++++ Data lines ++++

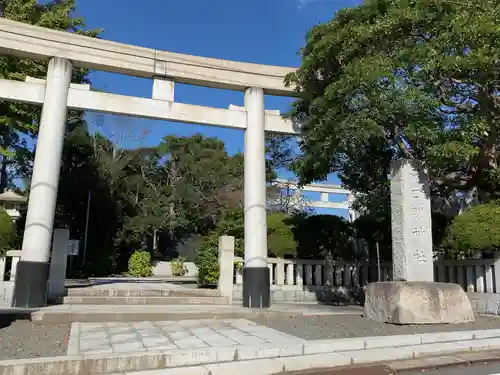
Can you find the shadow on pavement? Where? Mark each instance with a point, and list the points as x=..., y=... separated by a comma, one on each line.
x=11, y=314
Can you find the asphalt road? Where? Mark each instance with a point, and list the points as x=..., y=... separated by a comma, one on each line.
x=489, y=369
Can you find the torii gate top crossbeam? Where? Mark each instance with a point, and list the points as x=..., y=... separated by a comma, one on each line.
x=35, y=42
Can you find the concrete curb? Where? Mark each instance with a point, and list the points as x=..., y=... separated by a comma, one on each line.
x=275, y=357
x=150, y=300
x=439, y=362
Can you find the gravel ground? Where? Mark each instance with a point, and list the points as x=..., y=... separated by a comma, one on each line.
x=23, y=339
x=353, y=325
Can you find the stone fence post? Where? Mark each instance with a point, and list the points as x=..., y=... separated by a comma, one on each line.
x=226, y=267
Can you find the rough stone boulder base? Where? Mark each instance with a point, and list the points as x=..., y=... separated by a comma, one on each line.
x=401, y=302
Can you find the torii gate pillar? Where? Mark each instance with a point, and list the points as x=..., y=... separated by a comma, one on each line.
x=256, y=279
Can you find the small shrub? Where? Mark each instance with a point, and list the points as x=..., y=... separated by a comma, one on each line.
x=207, y=260
x=178, y=266
x=139, y=264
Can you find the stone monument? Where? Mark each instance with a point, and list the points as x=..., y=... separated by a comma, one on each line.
x=414, y=297
x=412, y=254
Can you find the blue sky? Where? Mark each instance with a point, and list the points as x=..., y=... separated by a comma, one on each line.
x=258, y=31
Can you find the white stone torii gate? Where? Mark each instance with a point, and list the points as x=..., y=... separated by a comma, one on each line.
x=64, y=51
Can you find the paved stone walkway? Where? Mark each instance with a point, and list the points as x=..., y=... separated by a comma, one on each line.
x=117, y=337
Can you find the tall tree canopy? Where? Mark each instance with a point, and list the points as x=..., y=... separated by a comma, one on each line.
x=402, y=78
x=19, y=121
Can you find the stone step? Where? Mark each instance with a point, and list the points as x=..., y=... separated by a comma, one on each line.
x=63, y=314
x=271, y=358
x=121, y=292
x=143, y=300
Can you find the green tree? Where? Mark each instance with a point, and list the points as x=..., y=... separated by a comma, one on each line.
x=7, y=232
x=473, y=231
x=19, y=121
x=402, y=78
x=280, y=236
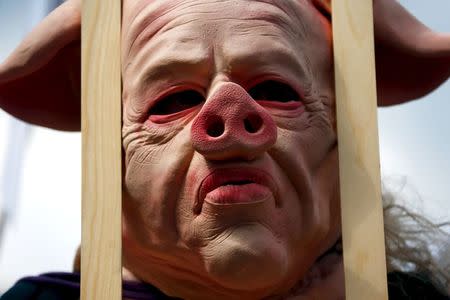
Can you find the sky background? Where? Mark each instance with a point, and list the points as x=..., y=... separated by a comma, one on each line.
x=45, y=231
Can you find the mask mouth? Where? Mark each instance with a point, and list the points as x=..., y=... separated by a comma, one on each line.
x=234, y=178
x=238, y=182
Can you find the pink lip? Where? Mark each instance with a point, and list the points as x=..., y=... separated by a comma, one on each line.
x=235, y=186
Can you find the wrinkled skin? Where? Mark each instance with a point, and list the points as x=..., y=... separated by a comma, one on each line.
x=267, y=242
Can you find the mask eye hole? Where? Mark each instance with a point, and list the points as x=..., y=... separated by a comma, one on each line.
x=272, y=90
x=176, y=102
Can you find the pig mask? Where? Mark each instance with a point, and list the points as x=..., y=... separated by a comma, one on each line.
x=230, y=153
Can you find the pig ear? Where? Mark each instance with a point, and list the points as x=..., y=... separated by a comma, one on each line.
x=40, y=80
x=411, y=59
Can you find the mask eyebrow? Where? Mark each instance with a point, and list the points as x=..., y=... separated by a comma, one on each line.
x=173, y=69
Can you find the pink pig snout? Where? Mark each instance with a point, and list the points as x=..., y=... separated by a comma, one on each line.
x=232, y=125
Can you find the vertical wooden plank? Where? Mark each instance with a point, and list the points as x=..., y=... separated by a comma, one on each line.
x=101, y=128
x=356, y=101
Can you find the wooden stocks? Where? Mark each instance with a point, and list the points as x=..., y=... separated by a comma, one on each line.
x=362, y=216
x=359, y=165
x=101, y=247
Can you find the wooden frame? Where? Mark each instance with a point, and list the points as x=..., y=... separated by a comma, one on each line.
x=359, y=159
x=101, y=246
x=362, y=216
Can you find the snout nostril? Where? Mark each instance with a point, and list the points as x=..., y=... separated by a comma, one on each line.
x=253, y=123
x=215, y=127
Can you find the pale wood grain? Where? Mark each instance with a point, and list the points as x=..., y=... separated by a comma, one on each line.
x=362, y=215
x=101, y=127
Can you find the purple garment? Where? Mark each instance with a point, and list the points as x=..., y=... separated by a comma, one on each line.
x=130, y=289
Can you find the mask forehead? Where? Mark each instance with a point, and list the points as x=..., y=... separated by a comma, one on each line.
x=143, y=19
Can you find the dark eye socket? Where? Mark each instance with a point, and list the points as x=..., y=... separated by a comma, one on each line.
x=177, y=102
x=271, y=90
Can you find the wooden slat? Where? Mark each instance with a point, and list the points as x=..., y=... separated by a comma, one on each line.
x=362, y=216
x=101, y=127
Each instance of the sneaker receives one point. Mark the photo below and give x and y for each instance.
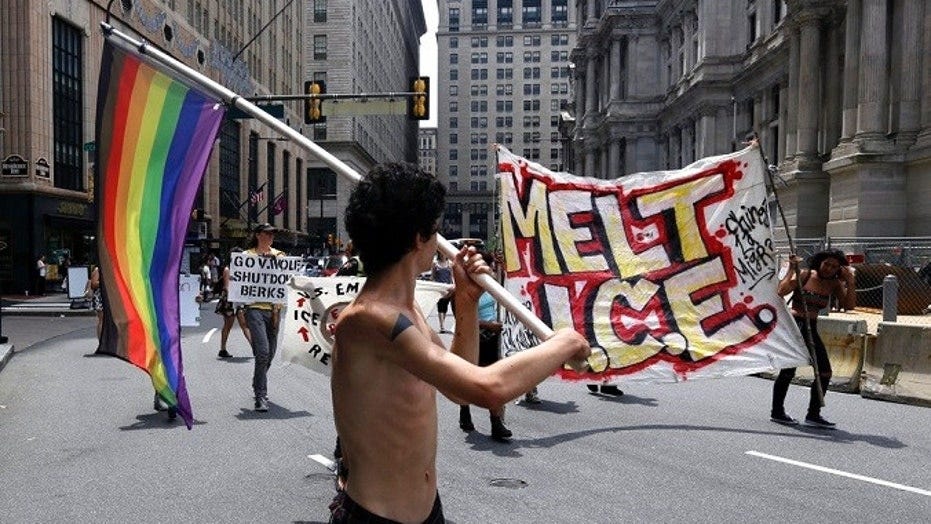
(498, 431)
(783, 419)
(465, 419)
(531, 397)
(819, 422)
(611, 390)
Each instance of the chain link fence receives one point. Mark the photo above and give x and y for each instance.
(875, 258)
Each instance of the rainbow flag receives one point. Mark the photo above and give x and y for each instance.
(154, 137)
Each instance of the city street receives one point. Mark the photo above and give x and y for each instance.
(81, 443)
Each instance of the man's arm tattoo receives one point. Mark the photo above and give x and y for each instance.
(400, 325)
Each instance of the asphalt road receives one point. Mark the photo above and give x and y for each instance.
(79, 442)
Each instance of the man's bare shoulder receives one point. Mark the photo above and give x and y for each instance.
(365, 318)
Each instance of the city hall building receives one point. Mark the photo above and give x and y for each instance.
(838, 91)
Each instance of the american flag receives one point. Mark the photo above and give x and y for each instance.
(257, 196)
(280, 204)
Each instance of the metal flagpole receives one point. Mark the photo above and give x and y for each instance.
(526, 317)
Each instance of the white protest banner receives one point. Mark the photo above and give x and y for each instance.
(255, 278)
(313, 306)
(670, 275)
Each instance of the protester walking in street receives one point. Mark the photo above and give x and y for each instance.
(442, 272)
(41, 272)
(93, 291)
(828, 275)
(229, 311)
(489, 352)
(262, 319)
(388, 363)
(353, 266)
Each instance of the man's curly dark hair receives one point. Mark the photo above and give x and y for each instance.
(392, 203)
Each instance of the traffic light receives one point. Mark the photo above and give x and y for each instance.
(313, 110)
(418, 107)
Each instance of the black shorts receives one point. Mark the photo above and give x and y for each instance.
(489, 350)
(442, 305)
(344, 510)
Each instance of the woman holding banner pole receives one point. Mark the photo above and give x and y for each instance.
(828, 276)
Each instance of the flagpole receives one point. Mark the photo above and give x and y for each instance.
(537, 326)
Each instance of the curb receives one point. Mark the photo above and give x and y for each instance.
(6, 353)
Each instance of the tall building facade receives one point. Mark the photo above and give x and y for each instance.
(507, 78)
(838, 91)
(49, 66)
(353, 47)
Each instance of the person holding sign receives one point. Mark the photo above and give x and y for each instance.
(262, 320)
(388, 363)
(827, 276)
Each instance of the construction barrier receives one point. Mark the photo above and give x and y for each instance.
(844, 339)
(897, 366)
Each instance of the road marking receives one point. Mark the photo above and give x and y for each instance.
(208, 335)
(325, 462)
(841, 473)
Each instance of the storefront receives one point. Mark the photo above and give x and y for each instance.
(63, 230)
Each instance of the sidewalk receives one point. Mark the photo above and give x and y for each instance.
(51, 304)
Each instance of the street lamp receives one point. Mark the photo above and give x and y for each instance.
(321, 195)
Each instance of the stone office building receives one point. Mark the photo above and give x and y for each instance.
(49, 65)
(839, 92)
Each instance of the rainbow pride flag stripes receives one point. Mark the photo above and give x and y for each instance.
(154, 137)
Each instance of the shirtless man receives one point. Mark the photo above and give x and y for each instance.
(388, 363)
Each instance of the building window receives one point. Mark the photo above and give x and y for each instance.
(67, 105)
(270, 174)
(560, 16)
(505, 14)
(479, 14)
(319, 11)
(319, 47)
(319, 129)
(530, 13)
(285, 187)
(229, 169)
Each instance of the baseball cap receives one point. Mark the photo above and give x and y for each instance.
(264, 227)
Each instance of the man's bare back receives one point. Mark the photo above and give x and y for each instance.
(385, 416)
(388, 364)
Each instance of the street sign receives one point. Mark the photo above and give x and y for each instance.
(388, 106)
(275, 110)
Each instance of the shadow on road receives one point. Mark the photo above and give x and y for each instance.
(559, 408)
(481, 442)
(274, 412)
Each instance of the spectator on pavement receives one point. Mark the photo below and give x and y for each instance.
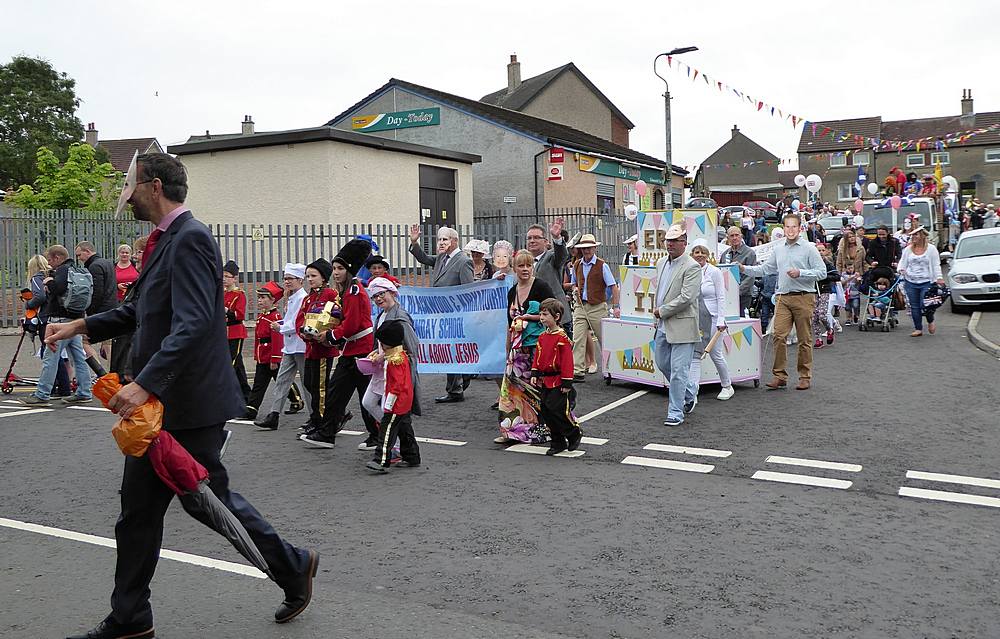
(451, 267)
(739, 253)
(799, 268)
(591, 278)
(677, 292)
(920, 267)
(58, 283)
(125, 270)
(711, 320)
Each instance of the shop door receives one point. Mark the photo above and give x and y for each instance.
(437, 196)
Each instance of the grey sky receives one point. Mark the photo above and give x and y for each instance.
(174, 69)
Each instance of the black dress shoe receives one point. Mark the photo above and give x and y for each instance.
(110, 629)
(299, 594)
(268, 423)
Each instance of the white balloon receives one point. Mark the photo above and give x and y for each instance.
(814, 183)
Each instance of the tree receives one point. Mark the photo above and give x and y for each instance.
(37, 108)
(79, 183)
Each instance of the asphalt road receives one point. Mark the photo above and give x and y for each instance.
(481, 542)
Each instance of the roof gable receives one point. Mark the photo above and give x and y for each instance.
(529, 89)
(121, 151)
(739, 148)
(552, 132)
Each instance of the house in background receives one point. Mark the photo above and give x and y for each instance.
(528, 162)
(738, 171)
(564, 95)
(835, 148)
(121, 151)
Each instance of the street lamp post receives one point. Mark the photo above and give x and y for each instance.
(667, 172)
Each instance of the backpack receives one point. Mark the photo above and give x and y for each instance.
(79, 290)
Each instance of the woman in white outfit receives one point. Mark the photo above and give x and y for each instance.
(711, 318)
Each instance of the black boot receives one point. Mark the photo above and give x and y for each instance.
(270, 422)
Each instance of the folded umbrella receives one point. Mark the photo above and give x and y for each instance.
(140, 434)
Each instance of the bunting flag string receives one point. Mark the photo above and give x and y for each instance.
(939, 142)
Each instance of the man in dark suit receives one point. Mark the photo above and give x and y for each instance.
(176, 311)
(451, 267)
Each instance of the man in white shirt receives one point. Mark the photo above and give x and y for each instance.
(293, 354)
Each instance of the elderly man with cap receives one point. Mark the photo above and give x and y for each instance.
(678, 291)
(293, 351)
(591, 278)
(632, 255)
(739, 253)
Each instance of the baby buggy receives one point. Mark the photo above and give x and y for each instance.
(879, 306)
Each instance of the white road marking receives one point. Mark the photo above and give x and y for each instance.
(540, 450)
(668, 464)
(183, 557)
(806, 480)
(613, 405)
(687, 450)
(32, 411)
(443, 442)
(813, 463)
(953, 479)
(943, 495)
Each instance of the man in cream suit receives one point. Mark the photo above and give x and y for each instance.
(677, 291)
(451, 268)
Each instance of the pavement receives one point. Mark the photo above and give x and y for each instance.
(984, 330)
(655, 532)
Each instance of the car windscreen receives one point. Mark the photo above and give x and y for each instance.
(876, 217)
(978, 246)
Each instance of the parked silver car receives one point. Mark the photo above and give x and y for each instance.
(974, 275)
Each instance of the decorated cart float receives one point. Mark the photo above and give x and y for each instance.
(627, 348)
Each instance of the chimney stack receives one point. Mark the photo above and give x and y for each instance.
(90, 135)
(513, 74)
(967, 102)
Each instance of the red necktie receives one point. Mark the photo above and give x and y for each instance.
(154, 237)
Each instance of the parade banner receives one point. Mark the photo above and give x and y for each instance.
(462, 329)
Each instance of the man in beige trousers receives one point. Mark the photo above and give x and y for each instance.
(591, 278)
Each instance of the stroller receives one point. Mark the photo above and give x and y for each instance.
(878, 307)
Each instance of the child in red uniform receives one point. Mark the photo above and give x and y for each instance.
(552, 372)
(268, 342)
(353, 337)
(396, 402)
(235, 301)
(319, 357)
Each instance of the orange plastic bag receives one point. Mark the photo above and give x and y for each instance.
(135, 434)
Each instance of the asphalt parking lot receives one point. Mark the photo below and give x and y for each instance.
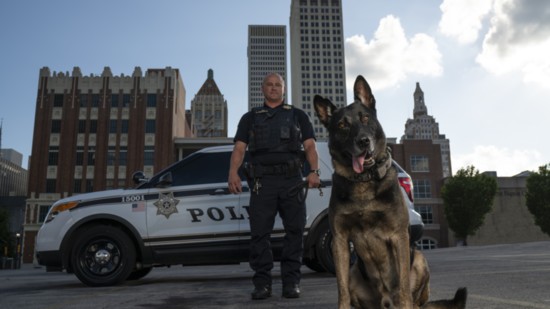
(500, 276)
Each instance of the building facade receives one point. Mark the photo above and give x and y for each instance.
(317, 55)
(13, 177)
(422, 160)
(209, 110)
(424, 127)
(266, 54)
(92, 132)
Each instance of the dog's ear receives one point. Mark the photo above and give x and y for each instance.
(363, 93)
(323, 108)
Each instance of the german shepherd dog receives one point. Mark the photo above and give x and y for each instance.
(367, 209)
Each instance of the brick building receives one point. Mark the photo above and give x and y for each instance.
(92, 132)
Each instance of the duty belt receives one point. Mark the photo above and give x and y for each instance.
(279, 169)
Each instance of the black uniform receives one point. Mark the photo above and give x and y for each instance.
(274, 137)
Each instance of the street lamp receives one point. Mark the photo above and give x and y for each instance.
(18, 251)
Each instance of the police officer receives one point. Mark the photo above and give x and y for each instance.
(274, 135)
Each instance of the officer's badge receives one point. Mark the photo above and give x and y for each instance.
(166, 204)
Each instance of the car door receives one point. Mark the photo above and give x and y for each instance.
(196, 210)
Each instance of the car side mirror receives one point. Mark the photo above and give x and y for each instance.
(139, 177)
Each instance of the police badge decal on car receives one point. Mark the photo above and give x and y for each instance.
(166, 205)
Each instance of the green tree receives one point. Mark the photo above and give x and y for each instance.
(467, 198)
(537, 197)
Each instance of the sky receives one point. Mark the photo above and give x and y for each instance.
(483, 64)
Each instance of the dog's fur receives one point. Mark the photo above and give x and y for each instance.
(367, 209)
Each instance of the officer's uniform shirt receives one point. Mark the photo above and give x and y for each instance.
(247, 120)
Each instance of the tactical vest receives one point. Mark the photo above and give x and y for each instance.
(274, 130)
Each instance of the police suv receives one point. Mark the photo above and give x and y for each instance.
(183, 215)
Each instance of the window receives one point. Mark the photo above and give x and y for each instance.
(124, 126)
(149, 157)
(191, 172)
(58, 100)
(79, 158)
(122, 155)
(50, 185)
(82, 126)
(111, 157)
(83, 100)
(420, 163)
(112, 126)
(89, 185)
(422, 188)
(91, 158)
(93, 126)
(126, 100)
(42, 213)
(426, 244)
(77, 187)
(56, 126)
(95, 100)
(152, 100)
(114, 100)
(426, 212)
(53, 158)
(150, 126)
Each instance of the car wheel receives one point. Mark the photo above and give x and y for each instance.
(323, 248)
(140, 273)
(102, 255)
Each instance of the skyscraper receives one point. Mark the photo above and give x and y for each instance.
(317, 55)
(424, 127)
(209, 110)
(266, 54)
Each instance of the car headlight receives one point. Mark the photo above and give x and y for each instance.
(59, 209)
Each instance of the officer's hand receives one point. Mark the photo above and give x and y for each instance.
(234, 184)
(313, 180)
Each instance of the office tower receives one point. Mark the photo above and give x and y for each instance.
(424, 126)
(317, 55)
(266, 54)
(209, 110)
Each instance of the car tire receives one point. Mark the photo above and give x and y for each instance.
(138, 274)
(102, 255)
(323, 248)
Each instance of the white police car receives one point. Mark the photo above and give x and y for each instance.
(183, 215)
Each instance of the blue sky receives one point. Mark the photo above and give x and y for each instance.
(482, 64)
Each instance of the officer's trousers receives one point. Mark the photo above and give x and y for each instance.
(273, 197)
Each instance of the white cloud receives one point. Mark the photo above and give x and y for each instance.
(463, 19)
(507, 162)
(389, 57)
(518, 40)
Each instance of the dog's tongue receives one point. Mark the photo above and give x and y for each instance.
(358, 162)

++++

> _Given task_
Rewrite the stretch from the start of the rows through the line containing "x=139, y=264", replacing "torii gate" with "shrine gate" and keeping everything else unchanged. Leave the pictures out of your answer.

> _Right answer_
Can you find the shadow on pavement? Where? Mark each instance with a point, and list the points as x=..., y=... separated by a comma, one on each line.
x=11, y=314
Can you find the asphalt road? Where? Mark each instance with a point, and list the points as x=..., y=... separated by a comma, one on each line.
x=489, y=369
Can you find the shrine gate top crossbeam? Where? Mark each instance with a point, and list the points as x=..., y=... separated by a comma, one on each line.
x=35, y=42
Can you find the concrete curb? Where? Mark each instance with a point, and list the points as x=..., y=... separated by a comma, one on each line.
x=275, y=357
x=150, y=300
x=439, y=362
Can you find the gravel ground? Where? Mark each instance with a point, and list the points as x=..., y=... separated by a comma, one on each line.
x=23, y=339
x=353, y=325
Can you find the stone fence post? Where? Mark each instance with a point, and list the points as x=..., y=... separated by a comma, one on each line.
x=226, y=267
Can you find the rough stone boulder base? Where? Mark each instance with a point, and list the points as x=..., y=... separated by a comma, one on each line.
x=401, y=302
Can you find the shrine gate pillar? Where? Mark each instance with a point, and list the points as x=..., y=... separated by a comma, one on each line.
x=256, y=279
Can you find the small shrub? Where? Mark each instance with a point, and list the points as x=..., y=... separated by a comma, one on each line.
x=207, y=260
x=178, y=266
x=139, y=264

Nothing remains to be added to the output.